[What is expected] Everything before the line containing "Detect front bumper" stays out; print that line and all lines below it through the last, exactly.

[The data]
◇ ◇ ◇ ◇ ◇ ◇ ◇
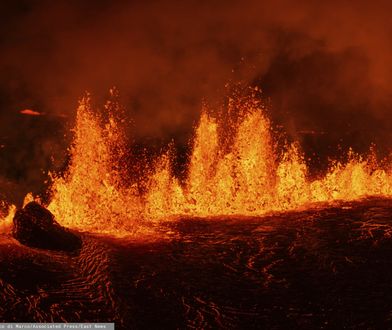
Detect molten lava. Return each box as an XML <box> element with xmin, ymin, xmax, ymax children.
<box><xmin>20</xmin><ymin>109</ymin><xmax>42</xmax><ymax>116</ymax></box>
<box><xmin>48</xmin><ymin>94</ymin><xmax>143</xmax><ymax>235</ymax></box>
<box><xmin>3</xmin><ymin>90</ymin><xmax>392</xmax><ymax>235</ymax></box>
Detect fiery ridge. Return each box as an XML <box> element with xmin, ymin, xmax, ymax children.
<box><xmin>4</xmin><ymin>91</ymin><xmax>392</xmax><ymax>236</ymax></box>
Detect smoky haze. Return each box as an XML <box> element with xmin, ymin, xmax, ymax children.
<box><xmin>0</xmin><ymin>0</ymin><xmax>391</xmax><ymax>201</ymax></box>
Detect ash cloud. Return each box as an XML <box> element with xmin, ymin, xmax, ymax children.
<box><xmin>0</xmin><ymin>0</ymin><xmax>392</xmax><ymax>197</ymax></box>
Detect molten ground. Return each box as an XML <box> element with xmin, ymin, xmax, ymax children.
<box><xmin>1</xmin><ymin>198</ymin><xmax>392</xmax><ymax>328</ymax></box>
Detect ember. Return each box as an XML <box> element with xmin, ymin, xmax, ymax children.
<box><xmin>20</xmin><ymin>109</ymin><xmax>42</xmax><ymax>116</ymax></box>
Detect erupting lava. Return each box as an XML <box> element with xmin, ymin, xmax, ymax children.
<box><xmin>4</xmin><ymin>89</ymin><xmax>392</xmax><ymax>235</ymax></box>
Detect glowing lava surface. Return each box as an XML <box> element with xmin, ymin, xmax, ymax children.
<box><xmin>39</xmin><ymin>91</ymin><xmax>392</xmax><ymax>235</ymax></box>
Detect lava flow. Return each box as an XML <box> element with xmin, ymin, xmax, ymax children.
<box><xmin>19</xmin><ymin>90</ymin><xmax>390</xmax><ymax>236</ymax></box>
<box><xmin>2</xmin><ymin>90</ymin><xmax>392</xmax><ymax>328</ymax></box>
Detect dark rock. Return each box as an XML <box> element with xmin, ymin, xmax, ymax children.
<box><xmin>12</xmin><ymin>202</ymin><xmax>81</xmax><ymax>252</ymax></box>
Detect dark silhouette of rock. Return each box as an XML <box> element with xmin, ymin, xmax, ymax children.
<box><xmin>12</xmin><ymin>202</ymin><xmax>81</xmax><ymax>251</ymax></box>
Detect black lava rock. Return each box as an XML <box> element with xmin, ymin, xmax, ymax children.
<box><xmin>12</xmin><ymin>202</ymin><xmax>81</xmax><ymax>252</ymax></box>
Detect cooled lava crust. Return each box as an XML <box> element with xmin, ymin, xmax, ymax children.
<box><xmin>1</xmin><ymin>197</ymin><xmax>392</xmax><ymax>329</ymax></box>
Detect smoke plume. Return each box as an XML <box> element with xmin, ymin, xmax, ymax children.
<box><xmin>0</xmin><ymin>0</ymin><xmax>391</xmax><ymax>199</ymax></box>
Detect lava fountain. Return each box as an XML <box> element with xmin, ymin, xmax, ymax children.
<box><xmin>11</xmin><ymin>88</ymin><xmax>388</xmax><ymax>235</ymax></box>
<box><xmin>48</xmin><ymin>92</ymin><xmax>143</xmax><ymax>235</ymax></box>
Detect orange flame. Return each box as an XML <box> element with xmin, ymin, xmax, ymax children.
<box><xmin>0</xmin><ymin>202</ymin><xmax>16</xmax><ymax>234</ymax></box>
<box><xmin>43</xmin><ymin>92</ymin><xmax>392</xmax><ymax>235</ymax></box>
<box><xmin>48</xmin><ymin>94</ymin><xmax>143</xmax><ymax>236</ymax></box>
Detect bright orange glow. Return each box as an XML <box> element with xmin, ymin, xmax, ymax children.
<box><xmin>0</xmin><ymin>202</ymin><xmax>16</xmax><ymax>234</ymax></box>
<box><xmin>48</xmin><ymin>93</ymin><xmax>143</xmax><ymax>236</ymax></box>
<box><xmin>41</xmin><ymin>92</ymin><xmax>392</xmax><ymax>235</ymax></box>
<box><xmin>20</xmin><ymin>109</ymin><xmax>42</xmax><ymax>116</ymax></box>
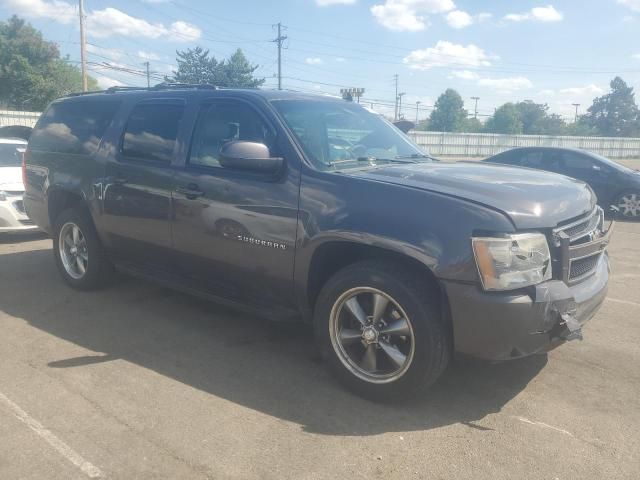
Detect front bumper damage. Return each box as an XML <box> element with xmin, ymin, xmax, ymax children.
<box><xmin>443</xmin><ymin>254</ymin><xmax>609</xmax><ymax>360</ymax></box>
<box><xmin>443</xmin><ymin>213</ymin><xmax>614</xmax><ymax>361</ymax></box>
◇ ◇ ◇ ◇ ◇ ◇ ◇
[Answer for the task]
Detect front bumper damage. Return each box as an XML <box> element with xmin, ymin, xmax, ymax children.
<box><xmin>443</xmin><ymin>254</ymin><xmax>609</xmax><ymax>360</ymax></box>
<box><xmin>443</xmin><ymin>213</ymin><xmax>614</xmax><ymax>361</ymax></box>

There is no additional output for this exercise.